原文抜粋 —
>>>>>
2025年1月17日の米国小型成長株インデックス(Russell 2000 Growth)は、1505.58で終わりました。一週間前に比べ+50.25(+3.45%)の大幅反発となりました。主要インデックスのNYダウ(前週末比+3.69%)及びSP500(前週末比+2.91%)と比べても同程度の動きでした。
一週間前は、「景気は強い=FRBのさらなる利下げは遠のく」→「長期金利の上昇」によって株式市場は下落しましたが、今週は「発表されたPPI、CPIがともに予想を下回った=インフレは加速していない」→「長期金利の下落」となり、株式市場は反発しました。
この2週間の動きをまとめると「景気は強い」しかし「インフレは加速していない」、ということであり、米国小型成長株にとって非常に理想的な環境であることがわかります。
<トランプ政策と米国小型成長株>
「トランプ政策は米国小型成長株にとっては、全体としてはプラス」と思っています。
背景は
・需要サイドは、大型株は「グローバル展開」しているのに対して、小型株は「より米国国内景気主導」であり、アメリカ第一主義のトランプ政策は小型成長株にとって追い風になると考えられます。
・問題は、インフレと金利の動きです。
悪いシナリオは、
関税によって輸入物価は上がる。移民を締め出すことで、労働需給がひっ迫することで賃金も上がる。一方で、景気は強い。結果的にコストプッシュ型+ディマンドプル型のダブルでインフレ率が再び上昇し、FRBは緩和姿勢を維持できない。
一方良いシナリオは、
DOGE(政府効率化省)によって規制緩和、財政規模削減、公務員の大量解雇により、
インフレ圧力は緩和される。特に環境関連の規制緩和によって石油生産も増加し、エネルギー価格は下落する。これらにより、関税上昇によるインフレ圧力は緩和される。
さらに、財政改善により米国国債市場の需給が改善し、長期金利は下がる。
一方、規制緩和+輸入締め出しによって、国内企業の業績は改善する。
大型株、特に大手IT銘柄は非常に割高であり、本来ならば米国小型成長株の見直し買いが入りやすい環境にあります。
1月20日、ついにトランプ政権がスタートします。
良い目がでるのか?それとも悪い目が出るのか?注目です。
<米国株は割高?>
2024年12月上旬に出されたウォールストリート・ジャーナル(WSJ)の記事によれば、長期的な視点でみれば米国株式はかなり割高であるとのことです。
そして、それは超大手IT関連銘柄が割高を作り出しているとのことです。
現在、日本の一般投資家に人気の投資信託であるSP500インデックスファンド、そしてオルカン(オールカントリー)はともに、この「割高な超大手IT銘柄」の影響を受けます。
<<<<<
提供資料 —
>>>>>
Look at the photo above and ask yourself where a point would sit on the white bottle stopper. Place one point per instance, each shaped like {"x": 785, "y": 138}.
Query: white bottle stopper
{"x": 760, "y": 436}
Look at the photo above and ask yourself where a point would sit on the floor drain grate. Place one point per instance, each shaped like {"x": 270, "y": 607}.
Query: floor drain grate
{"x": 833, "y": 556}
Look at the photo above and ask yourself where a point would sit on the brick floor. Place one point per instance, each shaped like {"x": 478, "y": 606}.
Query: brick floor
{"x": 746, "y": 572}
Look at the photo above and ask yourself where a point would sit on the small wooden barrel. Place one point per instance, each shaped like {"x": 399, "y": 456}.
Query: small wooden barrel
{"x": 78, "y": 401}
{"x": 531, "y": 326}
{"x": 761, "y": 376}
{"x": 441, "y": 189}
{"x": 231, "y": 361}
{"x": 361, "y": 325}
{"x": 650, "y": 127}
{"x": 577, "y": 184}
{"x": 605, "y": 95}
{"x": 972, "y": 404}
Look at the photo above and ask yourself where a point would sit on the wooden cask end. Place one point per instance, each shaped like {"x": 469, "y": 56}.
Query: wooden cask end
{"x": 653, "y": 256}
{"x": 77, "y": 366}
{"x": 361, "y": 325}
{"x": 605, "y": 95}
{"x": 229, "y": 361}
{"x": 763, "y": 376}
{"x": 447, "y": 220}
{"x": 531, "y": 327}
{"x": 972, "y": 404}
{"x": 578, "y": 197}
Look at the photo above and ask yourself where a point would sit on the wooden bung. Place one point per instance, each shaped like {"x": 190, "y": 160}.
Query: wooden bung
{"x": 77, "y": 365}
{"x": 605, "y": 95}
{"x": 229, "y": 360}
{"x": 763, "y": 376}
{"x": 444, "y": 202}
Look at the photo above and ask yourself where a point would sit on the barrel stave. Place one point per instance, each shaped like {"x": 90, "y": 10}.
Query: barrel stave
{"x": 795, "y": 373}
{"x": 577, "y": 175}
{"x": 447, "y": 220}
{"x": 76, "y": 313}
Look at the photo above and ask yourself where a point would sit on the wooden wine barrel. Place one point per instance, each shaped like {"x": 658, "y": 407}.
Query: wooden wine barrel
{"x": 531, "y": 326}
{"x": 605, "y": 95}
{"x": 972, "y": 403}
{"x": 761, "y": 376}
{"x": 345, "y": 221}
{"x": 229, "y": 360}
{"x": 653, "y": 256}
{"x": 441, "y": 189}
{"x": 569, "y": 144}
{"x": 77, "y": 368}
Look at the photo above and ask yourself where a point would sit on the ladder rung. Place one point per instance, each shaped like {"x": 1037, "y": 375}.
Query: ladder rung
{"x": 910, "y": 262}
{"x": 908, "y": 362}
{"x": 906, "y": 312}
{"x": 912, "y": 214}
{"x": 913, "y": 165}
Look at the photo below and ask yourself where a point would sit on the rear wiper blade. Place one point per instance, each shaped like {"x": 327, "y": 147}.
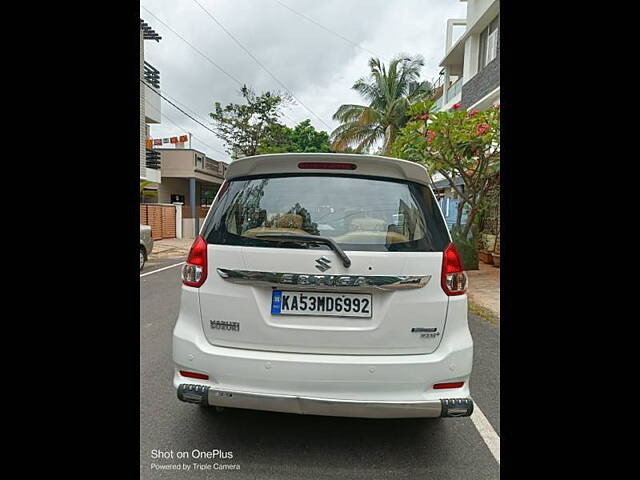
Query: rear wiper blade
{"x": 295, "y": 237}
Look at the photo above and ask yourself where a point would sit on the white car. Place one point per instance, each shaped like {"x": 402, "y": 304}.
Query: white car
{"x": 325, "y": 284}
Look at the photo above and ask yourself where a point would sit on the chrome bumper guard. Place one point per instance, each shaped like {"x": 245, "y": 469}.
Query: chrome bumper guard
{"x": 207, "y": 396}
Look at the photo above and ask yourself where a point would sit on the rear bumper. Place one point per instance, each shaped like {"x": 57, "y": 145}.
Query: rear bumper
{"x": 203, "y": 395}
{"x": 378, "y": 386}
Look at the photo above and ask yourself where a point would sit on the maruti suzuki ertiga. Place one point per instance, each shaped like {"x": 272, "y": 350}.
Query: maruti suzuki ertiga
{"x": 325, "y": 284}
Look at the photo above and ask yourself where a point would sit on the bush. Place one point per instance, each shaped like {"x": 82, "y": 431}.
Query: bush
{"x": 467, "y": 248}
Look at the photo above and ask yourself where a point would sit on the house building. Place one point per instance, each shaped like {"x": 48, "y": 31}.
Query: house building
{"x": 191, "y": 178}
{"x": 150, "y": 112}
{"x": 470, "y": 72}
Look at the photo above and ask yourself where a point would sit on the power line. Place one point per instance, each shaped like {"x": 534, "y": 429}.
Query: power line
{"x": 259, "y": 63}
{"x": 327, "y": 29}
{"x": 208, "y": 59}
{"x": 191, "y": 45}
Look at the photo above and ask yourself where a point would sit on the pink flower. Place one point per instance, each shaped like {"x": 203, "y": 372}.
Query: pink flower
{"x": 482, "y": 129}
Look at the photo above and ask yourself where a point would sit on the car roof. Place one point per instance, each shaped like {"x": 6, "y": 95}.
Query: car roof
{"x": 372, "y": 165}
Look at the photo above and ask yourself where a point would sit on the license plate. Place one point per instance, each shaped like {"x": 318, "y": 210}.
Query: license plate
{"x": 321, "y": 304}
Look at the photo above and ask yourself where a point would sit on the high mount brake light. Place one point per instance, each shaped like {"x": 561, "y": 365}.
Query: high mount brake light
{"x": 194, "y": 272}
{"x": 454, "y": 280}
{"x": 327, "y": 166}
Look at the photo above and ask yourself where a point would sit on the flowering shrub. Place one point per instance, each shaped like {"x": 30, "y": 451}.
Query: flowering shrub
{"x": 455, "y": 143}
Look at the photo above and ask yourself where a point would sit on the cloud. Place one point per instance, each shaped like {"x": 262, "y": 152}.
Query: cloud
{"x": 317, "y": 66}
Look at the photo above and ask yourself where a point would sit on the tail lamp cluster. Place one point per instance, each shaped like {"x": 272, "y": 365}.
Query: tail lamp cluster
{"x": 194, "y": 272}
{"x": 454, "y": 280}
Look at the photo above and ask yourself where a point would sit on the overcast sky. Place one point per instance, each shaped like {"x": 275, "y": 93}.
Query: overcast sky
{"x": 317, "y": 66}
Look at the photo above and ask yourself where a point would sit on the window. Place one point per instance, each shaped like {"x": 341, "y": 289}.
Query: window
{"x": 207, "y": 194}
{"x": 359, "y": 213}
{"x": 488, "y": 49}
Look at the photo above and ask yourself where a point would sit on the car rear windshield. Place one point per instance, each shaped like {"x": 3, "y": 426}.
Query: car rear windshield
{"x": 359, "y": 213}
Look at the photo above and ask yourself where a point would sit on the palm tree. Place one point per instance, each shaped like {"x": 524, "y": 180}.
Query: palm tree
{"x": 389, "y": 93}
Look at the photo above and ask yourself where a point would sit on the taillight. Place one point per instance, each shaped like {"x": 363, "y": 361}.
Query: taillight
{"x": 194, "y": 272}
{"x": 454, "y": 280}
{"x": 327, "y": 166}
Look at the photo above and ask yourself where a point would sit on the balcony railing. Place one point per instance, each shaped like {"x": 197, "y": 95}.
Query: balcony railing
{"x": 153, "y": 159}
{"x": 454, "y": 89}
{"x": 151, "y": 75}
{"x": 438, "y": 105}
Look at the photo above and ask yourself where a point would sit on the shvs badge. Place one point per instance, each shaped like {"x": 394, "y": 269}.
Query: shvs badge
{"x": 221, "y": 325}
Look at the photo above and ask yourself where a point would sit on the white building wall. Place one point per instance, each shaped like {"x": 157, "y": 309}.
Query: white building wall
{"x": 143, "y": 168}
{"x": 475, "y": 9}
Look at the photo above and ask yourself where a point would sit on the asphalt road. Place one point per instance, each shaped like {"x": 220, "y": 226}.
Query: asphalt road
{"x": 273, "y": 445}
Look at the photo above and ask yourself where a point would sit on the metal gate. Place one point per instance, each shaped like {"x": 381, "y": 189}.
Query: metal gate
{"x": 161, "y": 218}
<<<<<
作業内容 —
- 1) 市況レポートのうち「1月20日、ついにトランプ政権がスタートします。」から始まり「そして、それは超大手IT関連銘柄が割高を作り出しているとのことです。」まで続く部分を、「トランプ政権」を「新政権」に改めて更新せよ。
- 2) 市況レポートについて、次の問いに答えよ。
(a) 2025年1月17日のRussell 2000 Growthはいくらで終わったか。
(b) 悪いシナリオでは、移民を締め出すことで何が上がるとされているか。
(c) ウォールストリート・ジャーナルの記事はいつ出されたとされているか。
- 3) 市況レポートの最後の文を引き継いで、その先を書き進めよ。
一覧は市況レポートとは別の資料である。

解答結果 —
- 1)
1月20日、ついに新政権がスタートします。
良い目がでるのか?それとも悪い目が出るのか?注目です。
<米国株は割高?>
2024年12月上旬に出されたウォールストリート・ジャーナル(WSJ)の記事によれば、長期的な視点でみれば米国株式はかなり割高であるとのことです。
そして、それは超大手IT関連銘柄が割高を作り出しているとのことです。

- 2)
(a) 1505.58
(b) 賃金
(c) 2024年12月上旬

- 3)
米国小型成長株は当然ながら、超大手IT銘柄は入っていません。
また、米国小型成長株は別の視点でも魅力的です。「分散投資効果」です。
米国小型成長株は「SP500及びオルカン」とは構成銘柄が全く重なりません。
この点で、「SP500及びオルカン」の投資家にとって、リスク軽減のための「最善の分散投資対象」とも言えます。
長期的に利益の成長率が高く、かつ、割安であり、さらに「自分の持っているSP500やオルカンとは重ならない」という特徴を持つ、米国小型成長株は理想的な投資対象であると思っています。
<外部材料>
従来から、以下の4つの材料を懸念しています。
・中国経済
・欧州政治
・中東問題
・ウクライナ
トランプ氏が大統領となったことから、4つ全て、非常に大きな影響を受けます。
今週も、引き続き米国小型成長株に大きな影響を与える材料は出ませんでした。
<小型成長株相場とラッセル2000グロース VS SP500 >
2025年1月17日時点の、ラッセル2000グロース÷SP500は1505.58/5996.66=25.11%、
26週移動平均との乖離は-0.28%でした。
この3年間、小型成長株は相対的に「大負け」の状況です。
金利上昇、一部の大型IT・AI企業の上昇など、負け材料が連発でした。
現在の小型成長株の相対的な水準は、この20年間で最低水準にまで下がっています。
主力インデックスに比べて、「歴史的な割安状態」にあります。
トランプ政権によって、「超割安な小型成長株の、長期的な回復相場が始まる」と期待しています。
→ 2021年1月以降の小型成長株とS500の相対比較の推移
→ 小型成長株関連投資信託のパフォーマンス(2024年11月末時点)
(過去の市場コメントは、「アメリカ成長株(米国成長株)市場」)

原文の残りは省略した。